DATA:
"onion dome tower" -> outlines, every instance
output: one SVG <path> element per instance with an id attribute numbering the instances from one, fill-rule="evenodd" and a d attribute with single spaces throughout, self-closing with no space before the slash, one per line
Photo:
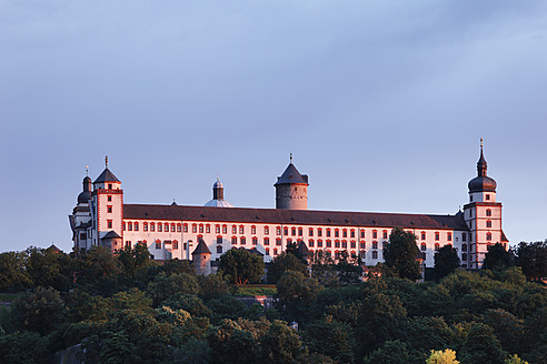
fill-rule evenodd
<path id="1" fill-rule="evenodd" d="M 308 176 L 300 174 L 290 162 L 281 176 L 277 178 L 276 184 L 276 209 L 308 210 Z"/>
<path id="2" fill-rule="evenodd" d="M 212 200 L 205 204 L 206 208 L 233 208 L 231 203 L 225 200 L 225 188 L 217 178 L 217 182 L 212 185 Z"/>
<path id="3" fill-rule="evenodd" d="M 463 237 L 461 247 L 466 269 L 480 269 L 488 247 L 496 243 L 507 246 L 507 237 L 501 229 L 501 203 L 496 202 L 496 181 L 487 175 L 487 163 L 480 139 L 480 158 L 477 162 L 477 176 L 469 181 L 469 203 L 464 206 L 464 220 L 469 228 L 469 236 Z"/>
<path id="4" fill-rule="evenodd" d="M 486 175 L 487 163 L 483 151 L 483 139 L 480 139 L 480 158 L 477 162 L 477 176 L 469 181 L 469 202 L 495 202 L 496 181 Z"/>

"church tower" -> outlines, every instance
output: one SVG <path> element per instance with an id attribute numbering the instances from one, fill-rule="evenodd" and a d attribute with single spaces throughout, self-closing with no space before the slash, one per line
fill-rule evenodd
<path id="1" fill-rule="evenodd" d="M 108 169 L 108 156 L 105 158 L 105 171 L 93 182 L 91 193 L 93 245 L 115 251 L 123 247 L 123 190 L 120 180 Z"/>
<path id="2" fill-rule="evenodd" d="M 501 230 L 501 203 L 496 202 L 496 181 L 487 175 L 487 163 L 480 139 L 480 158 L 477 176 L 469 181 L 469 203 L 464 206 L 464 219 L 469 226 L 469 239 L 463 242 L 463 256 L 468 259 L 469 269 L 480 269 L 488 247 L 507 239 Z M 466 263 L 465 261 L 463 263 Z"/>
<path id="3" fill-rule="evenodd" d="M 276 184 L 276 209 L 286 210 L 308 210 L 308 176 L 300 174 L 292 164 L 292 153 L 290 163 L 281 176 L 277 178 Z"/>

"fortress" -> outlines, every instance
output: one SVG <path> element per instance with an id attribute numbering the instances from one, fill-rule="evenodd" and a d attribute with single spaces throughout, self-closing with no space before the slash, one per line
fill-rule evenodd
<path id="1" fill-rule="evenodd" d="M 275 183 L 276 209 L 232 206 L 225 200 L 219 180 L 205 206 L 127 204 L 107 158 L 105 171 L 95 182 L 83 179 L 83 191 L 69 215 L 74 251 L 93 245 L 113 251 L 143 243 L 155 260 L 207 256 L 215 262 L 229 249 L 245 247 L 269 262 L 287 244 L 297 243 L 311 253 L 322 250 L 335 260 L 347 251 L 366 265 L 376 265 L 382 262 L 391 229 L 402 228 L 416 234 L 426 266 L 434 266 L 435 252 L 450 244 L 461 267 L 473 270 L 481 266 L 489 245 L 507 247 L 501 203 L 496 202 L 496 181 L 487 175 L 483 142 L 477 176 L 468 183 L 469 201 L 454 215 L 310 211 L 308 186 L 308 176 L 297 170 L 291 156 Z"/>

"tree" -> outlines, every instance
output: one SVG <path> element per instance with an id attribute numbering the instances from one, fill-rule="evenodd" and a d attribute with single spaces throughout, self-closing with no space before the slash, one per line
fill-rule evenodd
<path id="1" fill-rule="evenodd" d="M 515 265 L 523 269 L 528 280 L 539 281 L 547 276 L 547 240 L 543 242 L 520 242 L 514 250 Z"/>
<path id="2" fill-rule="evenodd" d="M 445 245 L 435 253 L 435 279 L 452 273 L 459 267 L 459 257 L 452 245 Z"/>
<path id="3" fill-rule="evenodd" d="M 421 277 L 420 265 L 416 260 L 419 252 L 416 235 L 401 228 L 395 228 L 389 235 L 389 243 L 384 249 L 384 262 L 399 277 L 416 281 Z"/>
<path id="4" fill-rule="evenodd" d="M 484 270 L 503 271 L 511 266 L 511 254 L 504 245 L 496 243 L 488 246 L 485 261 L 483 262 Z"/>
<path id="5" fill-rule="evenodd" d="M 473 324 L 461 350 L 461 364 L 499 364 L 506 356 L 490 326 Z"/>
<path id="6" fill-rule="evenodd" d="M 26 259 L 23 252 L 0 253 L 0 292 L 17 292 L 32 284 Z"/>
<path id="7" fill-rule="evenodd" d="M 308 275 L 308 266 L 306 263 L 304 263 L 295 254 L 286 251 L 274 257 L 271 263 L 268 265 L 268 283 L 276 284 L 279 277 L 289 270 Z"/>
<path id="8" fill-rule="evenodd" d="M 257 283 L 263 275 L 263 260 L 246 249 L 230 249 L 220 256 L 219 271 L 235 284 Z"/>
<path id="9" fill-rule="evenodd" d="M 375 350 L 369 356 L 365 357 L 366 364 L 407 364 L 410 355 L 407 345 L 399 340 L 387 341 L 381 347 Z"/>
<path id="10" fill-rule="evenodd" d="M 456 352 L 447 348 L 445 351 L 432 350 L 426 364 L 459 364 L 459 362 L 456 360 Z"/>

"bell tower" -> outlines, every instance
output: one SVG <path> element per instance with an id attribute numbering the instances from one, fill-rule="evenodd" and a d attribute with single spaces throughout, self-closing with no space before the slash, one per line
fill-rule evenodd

AIM OF THE TASK: Copy all of the lines above verbatim, leaving out the picture.

RESULT BELOW:
"onion dome tower" -> outlines, every instance
output: one SVG <path> element per instance with an id attribute numbering the instances from one, fill-rule="evenodd" and a d attribute with single spaces throughout, self-closing with no space before the slash, one per line
Photo:
fill-rule evenodd
<path id="1" fill-rule="evenodd" d="M 308 176 L 300 174 L 290 162 L 281 176 L 277 178 L 276 184 L 276 209 L 308 210 Z"/>
<path id="2" fill-rule="evenodd" d="M 212 200 L 205 204 L 206 208 L 233 208 L 231 203 L 225 200 L 225 188 L 217 178 L 217 182 L 212 185 Z"/>
<path id="3" fill-rule="evenodd" d="M 463 237 L 461 247 L 466 269 L 480 269 L 488 247 L 496 243 L 507 246 L 507 237 L 501 229 L 501 203 L 496 202 L 496 181 L 487 175 L 487 163 L 480 139 L 480 158 L 477 162 L 477 176 L 469 181 L 469 203 L 464 206 L 464 220 L 469 228 L 469 236 Z"/>
<path id="4" fill-rule="evenodd" d="M 486 175 L 487 163 L 483 151 L 483 139 L 480 139 L 480 158 L 477 162 L 477 176 L 469 181 L 469 202 L 495 202 L 496 181 Z"/>

"church tower" -> outlines, every instance
output: one SVG <path> element per instance with an id attribute numbering the instances from one, fill-rule="evenodd" and a d attribute with single spaces throughout, self-closing with no space before the slash, one per line
fill-rule evenodd
<path id="1" fill-rule="evenodd" d="M 108 169 L 108 156 L 105 158 L 105 171 L 93 182 L 91 193 L 93 245 L 115 251 L 123 247 L 123 190 L 120 180 Z"/>
<path id="2" fill-rule="evenodd" d="M 501 230 L 501 203 L 496 202 L 496 181 L 487 175 L 487 163 L 480 139 L 480 158 L 477 176 L 469 181 L 469 203 L 464 206 L 464 219 L 469 226 L 469 239 L 463 242 L 463 256 L 468 259 L 469 269 L 480 269 L 488 247 L 507 239 Z M 466 263 L 465 261 L 463 263 Z"/>
<path id="3" fill-rule="evenodd" d="M 276 184 L 276 209 L 286 210 L 308 210 L 308 176 L 300 174 L 292 164 L 292 153 L 290 163 L 281 176 L 277 178 Z"/>

"fortress" -> outlines, every instance
output: one SVG <path> element per instance with an id attribute numbering the instances from one, fill-rule="evenodd" and a d attribute with single spaces throughout, self-closing with no space before the slash, one per line
fill-rule evenodd
<path id="1" fill-rule="evenodd" d="M 275 183 L 276 209 L 232 206 L 225 200 L 219 180 L 205 206 L 127 204 L 107 158 L 105 171 L 95 182 L 83 179 L 83 191 L 69 215 L 74 251 L 93 245 L 113 251 L 143 243 L 155 260 L 207 256 L 215 262 L 229 249 L 245 247 L 269 262 L 287 244 L 297 243 L 311 253 L 322 250 L 335 260 L 347 251 L 366 265 L 376 265 L 382 262 L 391 229 L 402 228 L 416 234 L 426 266 L 434 266 L 435 252 L 450 244 L 461 267 L 473 270 L 481 266 L 489 245 L 507 247 L 501 203 L 496 202 L 496 181 L 487 175 L 483 142 L 477 176 L 468 183 L 469 201 L 454 215 L 310 211 L 308 186 L 308 176 L 297 170 L 291 156 Z"/>

"tree" -> outlines, every instance
output: one SVG <path> element per instance with an id attribute numbering the instances from one, fill-rule="evenodd" and a d attribute with single spaces throughout, self-closing with no space before the slash, one per line
fill-rule evenodd
<path id="1" fill-rule="evenodd" d="M 515 265 L 523 269 L 528 280 L 539 281 L 547 276 L 547 240 L 543 242 L 520 242 L 514 250 Z"/>
<path id="2" fill-rule="evenodd" d="M 445 245 L 435 253 L 435 279 L 452 273 L 459 267 L 459 257 L 452 245 Z"/>
<path id="3" fill-rule="evenodd" d="M 421 277 L 420 265 L 416 260 L 419 252 L 416 235 L 401 228 L 395 228 L 389 235 L 389 243 L 384 249 L 384 262 L 399 277 L 416 281 Z"/>
<path id="4" fill-rule="evenodd" d="M 484 270 L 503 271 L 511 266 L 511 254 L 504 245 L 496 243 L 488 246 L 485 261 L 483 262 Z"/>
<path id="5" fill-rule="evenodd" d="M 473 324 L 461 350 L 461 364 L 499 364 L 506 356 L 490 326 Z"/>
<path id="6" fill-rule="evenodd" d="M 26 259 L 23 252 L 0 253 L 0 292 L 17 292 L 32 284 Z"/>
<path id="7" fill-rule="evenodd" d="M 308 275 L 308 266 L 306 263 L 304 263 L 295 254 L 286 251 L 274 257 L 271 263 L 268 265 L 268 283 L 276 284 L 279 277 L 289 270 Z"/>
<path id="8" fill-rule="evenodd" d="M 257 283 L 263 275 L 263 260 L 246 249 L 230 249 L 220 256 L 219 271 L 235 284 Z"/>
<path id="9" fill-rule="evenodd" d="M 375 350 L 369 356 L 365 357 L 366 364 L 407 364 L 410 355 L 407 345 L 399 340 L 387 341 L 381 347 Z"/>
<path id="10" fill-rule="evenodd" d="M 456 352 L 447 348 L 445 351 L 432 350 L 426 364 L 459 364 L 459 362 L 456 360 Z"/>

"bell tower" -> outlines, every instance
output: one SVG <path> element per instance with an id attribute numbering the instances from one, fill-rule="evenodd" and a d attribute with single spaces throughout, self-closing with no space before the slash, one per line
fill-rule evenodd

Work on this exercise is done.